* [GIVEN TASK A]:
List every person named in the article about the Sonoma house, including its credits.

########################################

Indoor-Outdoor California Home

Published as: California Zen

Architecture: Harvey Sanchez
Interior Design: Conrad Asturi Studios
Text: Zahid Sardar
Photography: Charles Kay Jr.

ConradSanchez_Sonoma_20154701“An interior floor plan isn’t the only thing to focus on,” Modesto designer Conrad Sanchez says, pointing to the single-story, 4,400-square-foot home he built nearly six years ago with his father, architect Harvey Sanchez, for entrepreneur and winery owner Fred Favero and Sotheby’s International Realtor Ginger Martin. It sits high up on their hilly 25-acre vineyard property in Sonoma, facing the Mayacamas Mountains. Several acres are planted with Cabernet Sauvignon and Sangiovese grapes and the rest is a native landscape of parched golden grasses and live oak and bay laurel trees.

“The elevation and the spatial aspects of the design and how it sits in this environment are even more important than the floor plan,” Sanchez says. That appealed to Martin, who saw the refined modernist work of Sanchez’s firm, Conrad Asturi Studios, in California’s Central Valley, and soon hired father and son to design an L-shaped house from the outside in. The house they created can ostensibly resist forest fires, stay cool through the summer and is a lens through which to view the valley. With its entry courtyard, the wood-frame-and-stucco building recalls the work of the legendary Mexican architect Luis Barragán, its thick, adobe-style earth-colored walls arranged asymmetrically in shifting planes and stacked higher in the middle above a central living room with a giant, 20-foot-high wall of steel and glass in back. The house also has a kinetic sensibility borrowed from Mies van der Rohe’s iconic Barcelona Pavilion, a building Sanchez has long admired.

########################################

* [GIVEN TASK B]:
Show each row below that contains the word "photo", with case counting.

* [MATERIAL PROVIDED]:
########################################

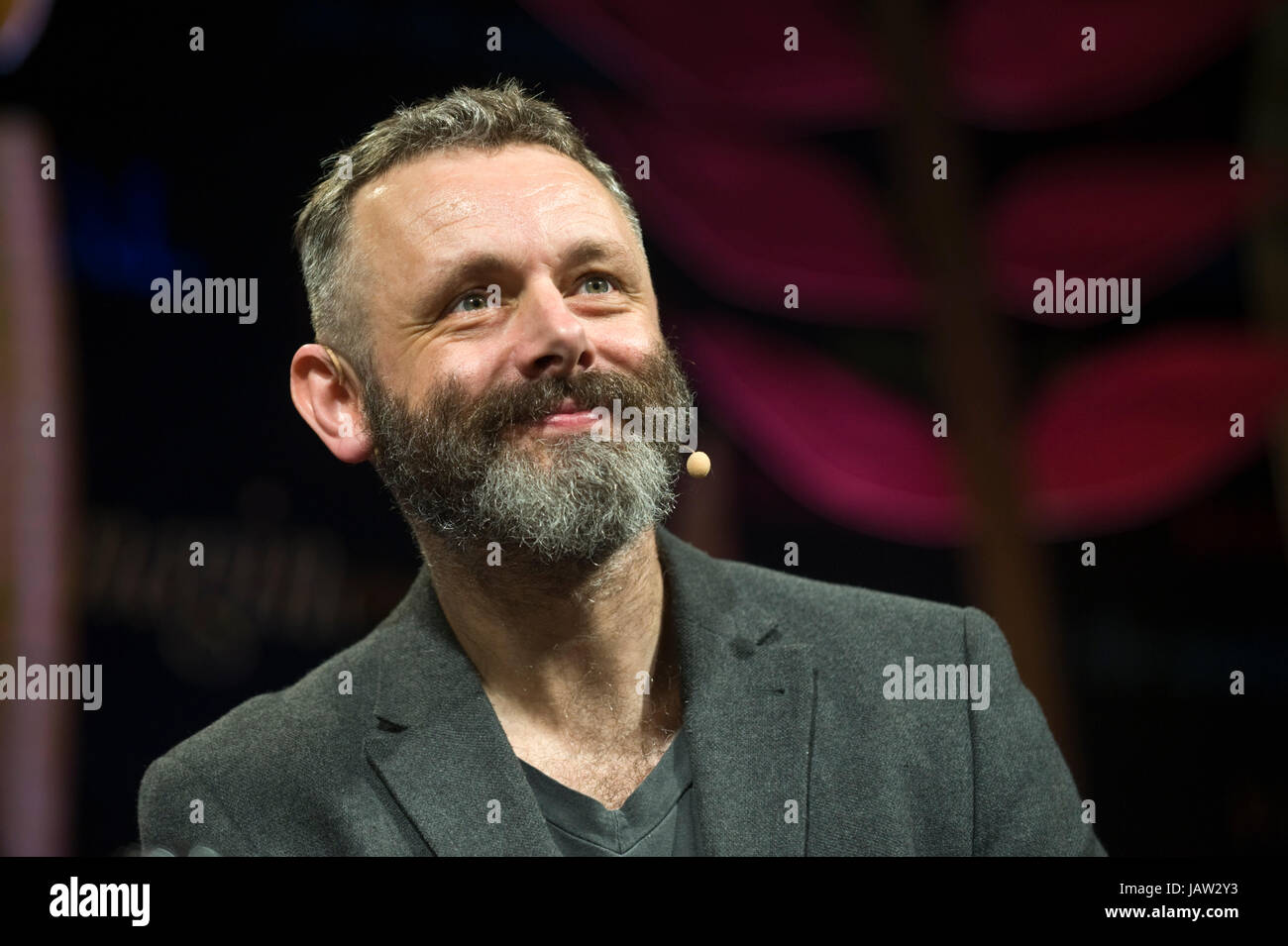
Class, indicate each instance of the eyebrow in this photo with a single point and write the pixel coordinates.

########################################

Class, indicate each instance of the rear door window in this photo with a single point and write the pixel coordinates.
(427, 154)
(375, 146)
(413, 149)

########################################

* [EXPECTED OUTPUT A]:
Harvey Sanchez
Zahid Sardar
Charles Kay Jr.
Conrad Sanchez
Fred Favero
Ginger Martin
Luis Barragán
Mies van der Rohe

* [EXPECTED OUTPUT B]:
Class, indicate each instance of the eyebrow in this photo with a single point and write the pixel coordinates.
Class, indicate each instance of the rear door window in this photo with a single point and write the pixel coordinates.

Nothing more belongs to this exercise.